■ Consigne A:
Recopiez intégralement le texte sur l'Afrique du Sud et le poids de sa dette, sans y changer un seul mot.

■ Texte:

Le successeur du prix Nobel de la paix Desmond Tutu ne le cache pas: en Afrique du Sud, « des siècles de discrimination économique et sociale ne peuvent être balayés un une nuit. Nous sommes une nation qui change, mais cela prend du temps. » Oui, il y a eu des victoires, des succès dans de nombreux domaines comme l'éducation ou le logement, l'émergence d'une middle-class de couleur, la ratification d'une Convention des Droits de l'homme parmi les plus progressistes de la planète. Pourtant, sortir de décennies d'apartheid constitue un combat semé d'embûches. Notamment parce que « des décennies de racisme ont profondément marqué les rouages de notre société, et que nous continuons à être ravagés par la violence et la pauvreté, et par les inégalités économiques mondiales. »

§« Aidez-nous à supprimer la dette »Autant dire que l'archevêque du Cap avoue parler dans l'urgence des menaces qui pèsent sur le processus entamé lors des premières élections libres, en 1994. Et l'un des principaux freins de cette évolution est naturellement économique, cet « héritage de l'odieuse dette » de l'apartheid. Membre du comité de la campagne mondiale de désendetement « Jubilé 2000 », Mgr Ndungane passe en effet pour l'un des plus fervents avocats de la suppression de la dette sud-africaine. « Son remboursement constitue le second montant de notre budget national. Il coûte davantage que l'argent alloué à la santé », rappelle-t-il alors que les effrayants chiffres de propagation de la pandémie du sida dans son pays, le plus touché du continent noir après le Botswana, sont encore dans toutes les mémoires.

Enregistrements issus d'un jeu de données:
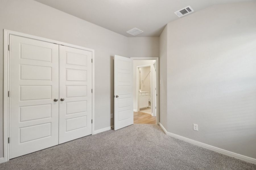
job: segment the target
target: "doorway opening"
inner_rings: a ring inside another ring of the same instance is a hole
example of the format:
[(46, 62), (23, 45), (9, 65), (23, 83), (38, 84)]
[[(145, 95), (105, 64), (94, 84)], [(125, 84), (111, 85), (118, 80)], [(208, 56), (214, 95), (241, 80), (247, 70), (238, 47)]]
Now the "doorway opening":
[(132, 58), (134, 123), (158, 124), (157, 58)]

■ Consigne B:
Extrayez sans la moindre modification toutes les lignes des enregistrements ci-dessus, en laissant les images de côté dans votre réponse.

■ Réponse attendue A:
Le successeur du prix Nobel de la paix Desmond Tutu ne le cache pas: en Afrique du Sud, « des siècles de discrimination économique et sociale ne peuvent être balayés un une nuit. Nous sommes une nation qui change, mais cela prend du temps. » Oui, il y a eu des victoires, des succès dans de nombreux domaines comme l'éducation ou le logement, l'émergence d'une middle-class de couleur, la ratification d'une Convention des Droits de l'homme parmi les plus progressistes de la planète. Pourtant, sortir de décennies d'apartheid constitue un combat semé d'embûches. Notamment parce que « des décennies de racisme ont profondément marqué les rouages de notre société, et que nous continuons à être ravagés par la violence et la pauvreté, et par les inégalités économiques mondiales. »

§« Aidez-nous à supprimer la dette »Autant dire que l'archevêque du Cap avoue parler dans l'urgence des menaces qui pèsent sur le processus entamé lors des premières élections libres, en 1994. Et l'un des principaux freins de cette évolution est naturellement économique, cet « héritage de l'odieuse dette » de l'apartheid. Membre du comité de la campagne mondiale de désendetement « Jubilé 2000 », Mgr Ndungane passe en effet pour l'un des plus fervents avocats de la suppression de la dette sud-africaine. « Son remboursement constitue le second montant de notre budget national. Il coûte davantage que l'argent alloué à la santé », rappelle-t-il alors que les effrayants chiffres de propagation de la pandémie du sida dans son pays, le plus touché du continent noir après le Botswana, sont encore dans toutes les mémoires.

■ Réponse attendue B:
job: segment the target
target: "doorway opening"
inner_rings: a ring inside another ring of the same instance is a hole
example of the format:
[(46, 62), (23, 45), (9, 65), (23, 83), (38, 84)]
[[(145, 95), (105, 64), (94, 84)], [(125, 84), (111, 85), (118, 80)], [(208, 56), (214, 95), (241, 80), (247, 70), (238, 47)]]
Now the "doorway opening":
[(132, 58), (134, 123), (158, 124), (157, 58)]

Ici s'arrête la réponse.